What to Do If You Experience Gender Bias

Three serious business people talking in boardroomBy Tina Vasquez (Los Angeles)

Oftentimes, the problem with gender bias is that it acts like a filter, affecting how we see people, what we notice about them, and how we interpret their behavior. If you’re human, you have biases, and like other stereotypes, assumptions about a person based on their gender are made automatically. Both men and women are guilty of bias, but in the workplace it’s women who pay the ultimate price for these biases.

According to Iris Bohnet, a professor at Harvard Kennedy School and the director of its Women and Public Policy Program, even those with the best intentions who don’t want to discriminate are likely to fall prey to stereotypes they’ve come to believe are emblematic of how society works.

“In today’s society seeing is believing, so if you don’t see women in leadership positions, you don’t naturally associate women with leadership,” Bohnet said.

Because hidden gender bias is automatically triggered, it should be thought of as a negative impulse that you fight to control. Bohnet has made an interesting connection between gender bias and studies concerning image, nutrition, and saving money: things that require intention: things we know we should do, but we don’t do because it’s easier not to – like being on a diet.

“The key to fighting gender bias is changing the environment so that being biased becomes more difficult,” Bohnet said. “When you’re on a diet, you’re not going to keep ice cream in your refrigerator. If bad food is available, you will eat it. Changing the environment so that it becomes more difficult to eat poorly or so that it becomes more difficult to discriminate against women can make all the difference.”

According to Bohnet, doing the right thing and creating the right environment requires a “nudge.” Bohnet took inspiration from the book Nudge: Improving Decisions about Health, Wealth, and Happiness, which focuses on choice architecture – how outcomes might be influenced – or nudged – by how choices are presented.

Nudging the Gender Gap Shut

Bohnet believes that nudges can be used to help close the gender gap and combat gender bias. For organizations that are interested in changing but aren’t interested in regulatory or market interventions, a change in environment is proving to be very beneficial. Bohnet’s study, When Performance Dominates Gender Bias: Joint vs. Separate Evaluation [PDF], revealed that when multiple options are presented simultaneously and evaluated comparatively, people tend to rely less on cognitive short cuts, or stereotypes, to make decisions.

▸ Entries provided
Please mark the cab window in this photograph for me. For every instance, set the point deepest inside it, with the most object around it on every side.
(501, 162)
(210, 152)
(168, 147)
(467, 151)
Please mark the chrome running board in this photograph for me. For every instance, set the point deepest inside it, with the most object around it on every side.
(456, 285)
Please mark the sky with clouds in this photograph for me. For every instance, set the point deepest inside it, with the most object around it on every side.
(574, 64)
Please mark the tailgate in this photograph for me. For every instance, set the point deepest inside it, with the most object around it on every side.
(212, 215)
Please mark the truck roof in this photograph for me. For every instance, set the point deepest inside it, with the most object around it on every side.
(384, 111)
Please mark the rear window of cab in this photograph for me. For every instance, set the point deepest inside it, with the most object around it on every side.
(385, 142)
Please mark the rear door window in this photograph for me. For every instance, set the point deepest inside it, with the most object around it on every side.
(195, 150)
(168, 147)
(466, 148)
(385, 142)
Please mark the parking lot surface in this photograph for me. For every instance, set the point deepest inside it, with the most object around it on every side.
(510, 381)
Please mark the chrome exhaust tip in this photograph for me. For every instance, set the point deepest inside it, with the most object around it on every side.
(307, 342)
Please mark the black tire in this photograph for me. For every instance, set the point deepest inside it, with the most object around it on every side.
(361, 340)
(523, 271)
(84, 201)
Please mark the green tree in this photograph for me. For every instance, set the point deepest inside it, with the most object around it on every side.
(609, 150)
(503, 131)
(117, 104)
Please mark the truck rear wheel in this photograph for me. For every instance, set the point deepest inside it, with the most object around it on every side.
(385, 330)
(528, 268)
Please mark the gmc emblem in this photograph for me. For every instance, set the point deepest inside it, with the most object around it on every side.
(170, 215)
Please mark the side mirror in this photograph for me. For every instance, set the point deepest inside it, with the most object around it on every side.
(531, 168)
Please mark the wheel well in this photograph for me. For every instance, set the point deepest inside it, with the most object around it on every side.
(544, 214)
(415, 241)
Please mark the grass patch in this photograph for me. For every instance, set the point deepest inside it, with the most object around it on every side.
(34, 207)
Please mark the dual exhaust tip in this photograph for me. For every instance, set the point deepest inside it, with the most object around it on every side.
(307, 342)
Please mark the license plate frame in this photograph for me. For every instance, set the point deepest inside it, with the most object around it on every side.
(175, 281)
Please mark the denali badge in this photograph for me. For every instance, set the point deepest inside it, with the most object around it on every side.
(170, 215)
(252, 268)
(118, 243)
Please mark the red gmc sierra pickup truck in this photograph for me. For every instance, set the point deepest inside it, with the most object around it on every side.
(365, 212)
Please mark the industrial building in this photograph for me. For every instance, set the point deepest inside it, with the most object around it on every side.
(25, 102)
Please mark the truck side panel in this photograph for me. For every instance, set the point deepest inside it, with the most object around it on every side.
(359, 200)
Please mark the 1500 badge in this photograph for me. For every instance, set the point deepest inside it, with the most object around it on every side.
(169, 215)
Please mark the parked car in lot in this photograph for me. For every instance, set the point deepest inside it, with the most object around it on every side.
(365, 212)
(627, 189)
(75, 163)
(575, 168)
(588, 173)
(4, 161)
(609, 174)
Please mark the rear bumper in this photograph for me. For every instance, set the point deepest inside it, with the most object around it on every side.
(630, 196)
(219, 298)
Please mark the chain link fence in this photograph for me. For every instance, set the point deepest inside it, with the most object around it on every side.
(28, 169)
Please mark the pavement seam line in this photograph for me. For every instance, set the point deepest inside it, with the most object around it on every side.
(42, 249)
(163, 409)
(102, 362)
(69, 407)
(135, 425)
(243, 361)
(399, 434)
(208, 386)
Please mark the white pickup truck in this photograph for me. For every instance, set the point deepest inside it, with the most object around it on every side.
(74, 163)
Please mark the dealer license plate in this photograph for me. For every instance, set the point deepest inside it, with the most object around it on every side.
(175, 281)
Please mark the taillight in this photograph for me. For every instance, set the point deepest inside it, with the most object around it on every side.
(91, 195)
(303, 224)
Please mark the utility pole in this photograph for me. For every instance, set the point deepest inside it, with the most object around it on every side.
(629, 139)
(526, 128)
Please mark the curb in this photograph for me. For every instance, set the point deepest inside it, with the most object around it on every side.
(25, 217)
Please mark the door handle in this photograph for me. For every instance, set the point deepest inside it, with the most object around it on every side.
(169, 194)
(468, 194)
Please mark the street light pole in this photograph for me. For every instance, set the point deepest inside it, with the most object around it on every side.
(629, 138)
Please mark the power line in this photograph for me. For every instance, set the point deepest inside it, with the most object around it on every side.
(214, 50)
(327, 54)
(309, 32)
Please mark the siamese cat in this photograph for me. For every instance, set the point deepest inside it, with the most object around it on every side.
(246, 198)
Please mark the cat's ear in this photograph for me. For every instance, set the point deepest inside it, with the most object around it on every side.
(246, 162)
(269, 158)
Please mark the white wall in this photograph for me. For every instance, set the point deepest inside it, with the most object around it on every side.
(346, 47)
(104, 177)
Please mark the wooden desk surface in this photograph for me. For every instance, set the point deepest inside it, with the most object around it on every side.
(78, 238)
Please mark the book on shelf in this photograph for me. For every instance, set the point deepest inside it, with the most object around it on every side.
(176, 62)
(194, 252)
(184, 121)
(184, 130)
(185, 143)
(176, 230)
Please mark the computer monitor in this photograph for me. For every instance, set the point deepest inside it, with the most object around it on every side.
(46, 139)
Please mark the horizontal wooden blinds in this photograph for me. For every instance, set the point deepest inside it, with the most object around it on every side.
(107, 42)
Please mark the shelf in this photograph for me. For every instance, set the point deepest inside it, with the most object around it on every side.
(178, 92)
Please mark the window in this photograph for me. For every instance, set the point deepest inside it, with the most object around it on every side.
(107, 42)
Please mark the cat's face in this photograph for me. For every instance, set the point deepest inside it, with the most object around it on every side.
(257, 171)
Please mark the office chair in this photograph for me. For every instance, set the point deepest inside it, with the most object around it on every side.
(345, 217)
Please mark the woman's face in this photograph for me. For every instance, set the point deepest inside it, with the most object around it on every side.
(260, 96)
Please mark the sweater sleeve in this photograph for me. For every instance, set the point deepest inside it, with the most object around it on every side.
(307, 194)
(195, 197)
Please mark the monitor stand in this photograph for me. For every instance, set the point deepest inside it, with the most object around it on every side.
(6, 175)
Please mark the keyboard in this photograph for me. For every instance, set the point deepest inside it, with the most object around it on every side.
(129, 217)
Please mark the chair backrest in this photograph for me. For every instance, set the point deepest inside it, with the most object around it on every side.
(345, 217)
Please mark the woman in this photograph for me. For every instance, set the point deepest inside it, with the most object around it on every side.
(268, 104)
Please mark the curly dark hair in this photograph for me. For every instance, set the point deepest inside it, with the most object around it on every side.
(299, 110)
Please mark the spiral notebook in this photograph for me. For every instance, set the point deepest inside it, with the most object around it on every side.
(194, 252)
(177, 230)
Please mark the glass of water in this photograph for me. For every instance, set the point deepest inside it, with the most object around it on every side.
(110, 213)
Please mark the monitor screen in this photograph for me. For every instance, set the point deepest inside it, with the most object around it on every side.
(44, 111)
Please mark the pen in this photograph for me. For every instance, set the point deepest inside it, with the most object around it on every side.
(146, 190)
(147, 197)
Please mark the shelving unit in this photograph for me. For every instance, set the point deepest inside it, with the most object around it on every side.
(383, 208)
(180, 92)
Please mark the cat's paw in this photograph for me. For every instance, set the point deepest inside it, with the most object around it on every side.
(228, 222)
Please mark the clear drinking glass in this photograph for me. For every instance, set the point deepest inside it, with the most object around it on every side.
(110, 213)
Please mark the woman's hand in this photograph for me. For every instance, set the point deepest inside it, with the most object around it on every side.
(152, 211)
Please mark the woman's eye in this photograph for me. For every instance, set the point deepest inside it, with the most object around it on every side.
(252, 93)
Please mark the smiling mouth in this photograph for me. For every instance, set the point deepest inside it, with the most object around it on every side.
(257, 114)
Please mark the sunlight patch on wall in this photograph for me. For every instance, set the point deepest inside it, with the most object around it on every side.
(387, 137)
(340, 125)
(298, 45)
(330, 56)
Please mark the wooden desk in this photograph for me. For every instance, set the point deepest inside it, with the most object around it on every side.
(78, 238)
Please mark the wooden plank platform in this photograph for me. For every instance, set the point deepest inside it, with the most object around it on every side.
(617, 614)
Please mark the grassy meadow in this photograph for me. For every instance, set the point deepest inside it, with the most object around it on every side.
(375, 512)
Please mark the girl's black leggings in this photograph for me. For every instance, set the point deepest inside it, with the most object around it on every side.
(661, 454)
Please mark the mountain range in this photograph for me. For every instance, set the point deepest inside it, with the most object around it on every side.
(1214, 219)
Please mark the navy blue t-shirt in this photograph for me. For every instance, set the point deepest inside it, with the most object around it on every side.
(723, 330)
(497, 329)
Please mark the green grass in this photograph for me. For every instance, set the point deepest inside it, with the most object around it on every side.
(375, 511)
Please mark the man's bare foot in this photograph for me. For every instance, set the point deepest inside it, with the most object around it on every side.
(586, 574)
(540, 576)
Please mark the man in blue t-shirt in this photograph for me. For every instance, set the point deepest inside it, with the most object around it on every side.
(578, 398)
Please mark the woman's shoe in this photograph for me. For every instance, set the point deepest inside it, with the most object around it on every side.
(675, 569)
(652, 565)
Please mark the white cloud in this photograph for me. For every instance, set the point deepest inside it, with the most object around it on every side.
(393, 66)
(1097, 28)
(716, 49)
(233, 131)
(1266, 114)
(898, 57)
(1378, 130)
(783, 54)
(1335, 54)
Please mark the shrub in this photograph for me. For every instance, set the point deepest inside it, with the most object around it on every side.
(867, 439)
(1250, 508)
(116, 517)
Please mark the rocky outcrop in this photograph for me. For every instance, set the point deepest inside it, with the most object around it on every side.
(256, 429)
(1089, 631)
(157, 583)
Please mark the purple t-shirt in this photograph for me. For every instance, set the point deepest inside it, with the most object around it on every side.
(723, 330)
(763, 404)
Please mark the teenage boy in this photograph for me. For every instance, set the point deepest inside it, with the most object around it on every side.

▸ Problem to solve
Revise the portion of the gender bias article that begins with "According to Bohnet, doing" and ends with "choices are presented.", replacing "choice architecture" with "decision design".

▸ Solved exercise
According to Bohnet, doing the right thing and creating the right environment requires a “nudge.” Bohnet took inspiration from the book Nudge: Improving Decisions about Health, Wealth, and Happiness, which focuses on decision design – how outcomes might be influenced – or nudged – by how choices are presented.